* **Aim of the task**
Are you able to retype all the records below exactly?

* **Extracted records**
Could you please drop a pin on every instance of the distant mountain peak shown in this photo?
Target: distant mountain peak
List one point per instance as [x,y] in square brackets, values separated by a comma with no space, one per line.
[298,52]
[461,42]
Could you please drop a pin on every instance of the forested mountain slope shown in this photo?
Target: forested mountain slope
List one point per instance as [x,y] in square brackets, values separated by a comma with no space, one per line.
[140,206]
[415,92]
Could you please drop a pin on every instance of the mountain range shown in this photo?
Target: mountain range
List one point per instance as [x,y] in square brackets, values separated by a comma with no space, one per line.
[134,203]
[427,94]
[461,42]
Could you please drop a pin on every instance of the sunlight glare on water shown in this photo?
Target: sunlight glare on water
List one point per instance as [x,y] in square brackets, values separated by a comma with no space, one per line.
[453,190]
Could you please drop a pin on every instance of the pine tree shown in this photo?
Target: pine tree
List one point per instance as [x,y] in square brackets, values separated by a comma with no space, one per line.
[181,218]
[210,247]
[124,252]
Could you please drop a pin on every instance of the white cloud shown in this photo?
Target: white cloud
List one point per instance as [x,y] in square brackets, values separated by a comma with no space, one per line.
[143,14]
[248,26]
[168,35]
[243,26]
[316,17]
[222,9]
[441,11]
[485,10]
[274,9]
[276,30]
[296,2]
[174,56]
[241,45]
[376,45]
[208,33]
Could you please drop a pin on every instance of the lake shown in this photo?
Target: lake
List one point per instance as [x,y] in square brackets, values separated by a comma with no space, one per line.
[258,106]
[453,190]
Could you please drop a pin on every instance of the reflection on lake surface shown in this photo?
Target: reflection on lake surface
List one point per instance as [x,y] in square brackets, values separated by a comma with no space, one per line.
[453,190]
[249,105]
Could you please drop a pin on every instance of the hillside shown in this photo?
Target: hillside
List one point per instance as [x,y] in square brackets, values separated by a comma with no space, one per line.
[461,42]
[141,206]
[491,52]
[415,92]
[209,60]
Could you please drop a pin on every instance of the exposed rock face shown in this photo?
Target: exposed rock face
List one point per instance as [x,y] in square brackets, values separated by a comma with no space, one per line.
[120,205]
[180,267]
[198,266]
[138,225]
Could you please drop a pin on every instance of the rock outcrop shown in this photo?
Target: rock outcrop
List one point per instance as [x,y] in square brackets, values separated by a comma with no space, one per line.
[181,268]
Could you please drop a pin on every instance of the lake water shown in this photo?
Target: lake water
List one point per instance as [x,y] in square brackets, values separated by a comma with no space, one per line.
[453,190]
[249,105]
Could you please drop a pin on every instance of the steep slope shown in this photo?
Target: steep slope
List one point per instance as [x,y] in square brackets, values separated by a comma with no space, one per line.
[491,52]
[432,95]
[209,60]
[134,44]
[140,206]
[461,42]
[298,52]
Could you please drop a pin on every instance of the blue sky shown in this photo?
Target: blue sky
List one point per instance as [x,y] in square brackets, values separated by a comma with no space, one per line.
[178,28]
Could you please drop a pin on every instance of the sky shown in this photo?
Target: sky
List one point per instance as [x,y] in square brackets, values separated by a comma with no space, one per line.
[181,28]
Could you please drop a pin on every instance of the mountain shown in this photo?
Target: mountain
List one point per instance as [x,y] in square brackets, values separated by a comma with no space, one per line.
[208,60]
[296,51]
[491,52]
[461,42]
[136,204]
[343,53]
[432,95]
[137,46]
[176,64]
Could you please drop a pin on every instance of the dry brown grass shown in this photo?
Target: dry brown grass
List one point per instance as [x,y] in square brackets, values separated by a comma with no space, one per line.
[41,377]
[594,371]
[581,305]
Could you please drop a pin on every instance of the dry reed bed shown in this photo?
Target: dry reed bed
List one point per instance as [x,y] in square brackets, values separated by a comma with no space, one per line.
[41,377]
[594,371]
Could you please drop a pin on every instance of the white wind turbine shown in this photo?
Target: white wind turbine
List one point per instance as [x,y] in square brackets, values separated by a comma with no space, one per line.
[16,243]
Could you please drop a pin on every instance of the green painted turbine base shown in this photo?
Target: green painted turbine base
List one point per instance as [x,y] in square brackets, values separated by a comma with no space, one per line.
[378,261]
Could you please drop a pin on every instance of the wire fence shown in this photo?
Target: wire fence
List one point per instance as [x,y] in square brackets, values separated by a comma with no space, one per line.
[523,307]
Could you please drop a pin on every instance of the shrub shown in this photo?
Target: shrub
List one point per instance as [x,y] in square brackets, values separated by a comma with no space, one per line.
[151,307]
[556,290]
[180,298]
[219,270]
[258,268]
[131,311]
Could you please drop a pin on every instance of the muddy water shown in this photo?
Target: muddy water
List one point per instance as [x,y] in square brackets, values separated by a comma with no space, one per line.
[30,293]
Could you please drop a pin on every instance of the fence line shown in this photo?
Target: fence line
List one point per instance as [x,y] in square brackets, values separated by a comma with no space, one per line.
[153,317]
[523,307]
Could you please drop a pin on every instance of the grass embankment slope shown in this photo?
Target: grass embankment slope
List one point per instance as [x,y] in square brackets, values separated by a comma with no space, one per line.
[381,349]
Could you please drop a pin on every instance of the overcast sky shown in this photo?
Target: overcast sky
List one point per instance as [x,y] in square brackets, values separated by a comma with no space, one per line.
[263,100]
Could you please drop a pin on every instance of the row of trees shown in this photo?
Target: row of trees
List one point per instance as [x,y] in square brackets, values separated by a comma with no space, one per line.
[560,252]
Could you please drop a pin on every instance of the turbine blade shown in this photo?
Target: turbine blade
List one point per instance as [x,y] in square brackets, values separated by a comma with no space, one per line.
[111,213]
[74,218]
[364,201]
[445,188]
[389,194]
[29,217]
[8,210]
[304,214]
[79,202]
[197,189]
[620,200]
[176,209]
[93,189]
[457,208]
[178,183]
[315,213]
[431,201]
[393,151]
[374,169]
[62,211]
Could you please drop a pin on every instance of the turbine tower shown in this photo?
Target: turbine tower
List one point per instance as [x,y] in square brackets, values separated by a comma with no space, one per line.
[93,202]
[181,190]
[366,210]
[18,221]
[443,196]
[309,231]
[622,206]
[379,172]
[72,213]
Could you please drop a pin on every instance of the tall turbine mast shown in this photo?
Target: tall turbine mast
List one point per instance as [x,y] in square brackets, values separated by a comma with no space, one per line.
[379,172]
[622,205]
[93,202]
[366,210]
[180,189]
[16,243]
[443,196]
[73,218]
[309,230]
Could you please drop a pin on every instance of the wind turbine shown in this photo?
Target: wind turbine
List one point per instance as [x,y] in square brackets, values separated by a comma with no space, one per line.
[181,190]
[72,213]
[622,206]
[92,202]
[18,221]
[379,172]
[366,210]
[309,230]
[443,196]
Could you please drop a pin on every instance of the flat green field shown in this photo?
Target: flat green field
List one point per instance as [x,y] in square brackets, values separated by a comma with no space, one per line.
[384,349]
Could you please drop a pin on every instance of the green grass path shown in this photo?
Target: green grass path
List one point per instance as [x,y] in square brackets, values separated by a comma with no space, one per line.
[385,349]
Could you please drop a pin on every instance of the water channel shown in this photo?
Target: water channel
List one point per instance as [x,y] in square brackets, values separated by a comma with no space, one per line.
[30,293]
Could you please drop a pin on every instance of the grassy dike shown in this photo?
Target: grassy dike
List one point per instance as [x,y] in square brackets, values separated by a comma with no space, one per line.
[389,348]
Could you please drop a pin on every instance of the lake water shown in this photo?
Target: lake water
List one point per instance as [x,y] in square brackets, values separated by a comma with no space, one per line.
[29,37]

* **Completed task**
Could you please drop a pin on every instance of the distant mountain peak shown in this photo?
Target: distant mountain peak
List one point per instance as [x,y] in square brackets, values separated by a comma with no space, one per line.
[298,52]
[461,42]
Could you please drop a pin on every instance of the forested mountain slope shown in this photo?
Target: forested mountain slope
List one point per instance as [x,y] in square brackets, values separated by a comma with no space, one per line.
[140,206]
[415,92]
Could you please drop a pin on every instance of the mountain range shown in this photo?
Target: mountain range
List one point per instance as [x,y] in square brackets, values separated by a comma with no space, one per line.
[134,203]
[427,94]
[461,42]
Could you please drop a pin on every instance of the sunlight glare on water shown in this photo?
Target: sunlight glare on water
List one point per instance as [x,y] in square brackets, values separated by a comma with no space, one per line.
[453,190]
Could you please drop a pin on every instance of the pine tree shown in this photo?
Target: pine tree
List one point per instance as [x,y] in square brackets, values separated by a comma with no space, one per line.
[181,218]
[210,247]
[124,252]
Could you please drop a pin on every instance of the white cloud shown in this photo?
Target: white cloud
List one point per instance as [x,y] in square brackets, values separated by a comma with no space, one per line.
[143,14]
[248,26]
[168,35]
[243,26]
[316,17]
[222,9]
[441,11]
[485,10]
[274,9]
[276,30]
[296,2]
[174,56]
[241,45]
[376,45]
[208,33]
Could you please drop a pin on every instance of the lake shown in this photo?
Target: lake
List one point per instance as [x,y] in square brackets, values separated by a comma with no space, one per line.
[258,106]
[453,190]
Could you please drop a pin on every instance of the reflection on lake surface shown in this photo?
Target: reflection on lake surface
List one point per instance as [x,y] in square brackets, values separated by a comma with no space, one per line.
[453,190]
[249,105]
Could you please drop a pin on every instance of the hillside shown in this photo?
Target: hillside
List one point per instance as [x,y] in square brackets, values separated by a comma with no space, one per line.
[461,42]
[141,206]
[491,52]
[415,92]
[209,60]
Could you please drop a pin on every instance of the exposed rock face shown in this photo?
Target: exposed rock face
List one point per instance as [x,y] in square brackets, values separated by a comma with no space, one per line.
[120,205]
[180,267]
[198,266]
[138,225]
Could you please drop a pin on every instance of the rock outcrop shown in this photo?
Target: rock outcrop
List one point per instance as [x,y] in square brackets, values separated by a comma with no space, one per line.
[181,268]
Could you please drop a pin on every instance of the lake water shown in this photo?
Target: lake water
List one point per instance as [x,y] in square brackets, values separated by a comma with no space, one per line.
[453,190]
[249,105]
Could you please drop a pin on every instance of the steep slope shown in this photo?
Target: steep slope
List one point per instance as [x,y] in square brackets, values separated by a comma with no space, one per line.
[491,52]
[432,95]
[209,60]
[134,44]
[140,206]
[461,42]
[298,52]
Could you please drop a pin on every instance of the blue sky shown in this photo?
Target: blue sky
List one point per instance as [x,y] in square brackets, values separated by a comma with no space, one per line.
[178,28]
Could you please drop a pin on every instance of the sky shown in this photo?
Target: sky
List one point per instance as [x,y] in square brackets, values separated by a comma with no space, one per line.
[181,28]
Could you please drop a pin on every instance of the mountain shown in this photo?
Target: mountain
List one point per instance as [x,y] in square brackets, values separated by a comma with no space, one per line.
[208,60]
[296,51]
[491,52]
[461,42]
[136,204]
[343,53]
[432,95]
[137,46]
[176,64]
Could you please drop a pin on every instance of the dry brown grass shown in this photo?
Target: dry brown grass
List one point per instance as [x,y] in square brackets, values separated by a comma with no space, one per line.
[41,377]
[594,371]
[581,305]
Could you please drop a pin on every instance of the dry reed bed shown in this photo?
Target: dry reed bed
List one point per instance as [x,y] in square brackets, values separated by a comma with no space, one per line.
[41,377]
[594,371]
Could you please drop a pin on every instance of the white wind turbine shown in this photo?
Target: white wind turbine
List one point per instance as [x,y] in square brackets, values separated by a comma with no space, one per line.
[16,243]
Could you please drop a pin on every instance of the green painted turbine base shown in this photo?
Target: green painted turbine base
List one point per instance as [x,y] in square brackets, values separated by a comma with no space, one per line.
[378,261]
Could you please drop a pin on every instance of the wire fence shown in this photo?
Target: wire fence
List one point per instance as [x,y] in square brackets, values separated by a comma with no space, one per line.
[523,307]
Could you please drop a pin on every instance of the shrub shown in this photo?
Target: shrub
List one point per instance as [x,y] in square brackets, values separated by a comma with no space, one per line.
[151,307]
[556,290]
[180,298]
[219,270]
[258,268]
[131,311]
Could you please drop a pin on every instance of the muddy water shown in this photo?
Target: muddy water
List one point per instance as [x,y] in square brackets, values separated by a comma with no space, one per line.
[30,293]
Could you please drop a pin on every instance of the fence line shown in this photo?
Target: fence line
List one point per instance as [x,y] in square brackets, values separated by a comma with no space, one per line.
[153,317]
[523,307]
Could you please drop a pin on every instance of the grass embankment slope shown in this photo?
Target: grass embankment slope
List one point per instance as [x,y] in square brackets, values separated by a comma with no space, one per line.
[381,349]
Could you please drop a pin on every instance of the overcast sky shown in this photo?
Target: overcast sky
List one point per instance as [x,y] in square brackets, values separated by a comma with no space, one per line.
[263,100]
Could you please drop a pin on every instance of the row of trees shown in this photo?
Target: row of trees
List one point per instance as [x,y] in square brackets, values separated by a comma with no space, one per line.
[560,252]
Could you please drop a pin on every instance of the turbine blade shown in this photo?
Target: turbine blade
List one point per instance as [x,y] in square brackets, values separated by a comma with no space, one per line.
[111,213]
[74,218]
[364,201]
[445,188]
[389,194]
[29,217]
[8,210]
[304,214]
[79,202]
[197,189]
[620,200]
[176,209]
[93,189]
[457,208]
[178,183]
[315,213]
[431,201]
[393,151]
[374,169]
[62,211]
Could you please drop a pin on every instance of the turbine tower shown in this photo?
Target: turbine tower
List one point per instance as [x,y] in square brackets, values separated by a comma with no space, one per line.
[93,202]
[181,190]
[366,210]
[18,221]
[443,196]
[309,231]
[622,206]
[379,172]
[72,213]
Could you please drop a pin on every instance of the tall turbine mast shown in this photo?
Target: tall turbine mast
List one point per instance as [x,y] in square brackets, values separated by a comma with no space, one per line.
[379,172]
[622,205]
[93,202]
[366,210]
[180,189]
[16,243]
[443,196]
[73,218]
[309,230]
Could you please drop a pin on every instance of the wind turbine shown in this photo?
Target: wind turbine
List one point per instance as [x,y] in square brackets, values separated by a comma with no space, one per line.
[181,190]
[72,213]
[622,206]
[92,202]
[18,221]
[379,172]
[366,210]
[309,230]
[443,196]
Could you please drop a pin on every instance of the flat green field shown in this photo?
Target: flat green field
List one point per instance as [x,y] in square brackets, values separated by a comma with no space, one per line.
[384,349]
Could you please drop a pin on every instance of the green grass path shown in this photo?
Target: green grass path
List one point per instance as [x,y] in square brackets, values separated by a comma with no space, one per line.
[385,349]
Could you please drop a pin on every instance of the water channel shown in this photo?
Target: water channel
List one point per instance as [x,y] in square brackets, values separated by a comma with no space, one per line.
[30,293]
Could you please drop a pin on every instance of the grassy dike shown in this photo?
Target: grassy dike
List one point per instance as [x,y] in square brackets, values separated by a comma with no space, one per line.
[389,348]
Could you please drop a pin on every instance of the lake water shown in this photo?
Target: lake water
List one point per instance as [x,y] in square brackets, values separated by a comma with no space, one per line.
[29,37]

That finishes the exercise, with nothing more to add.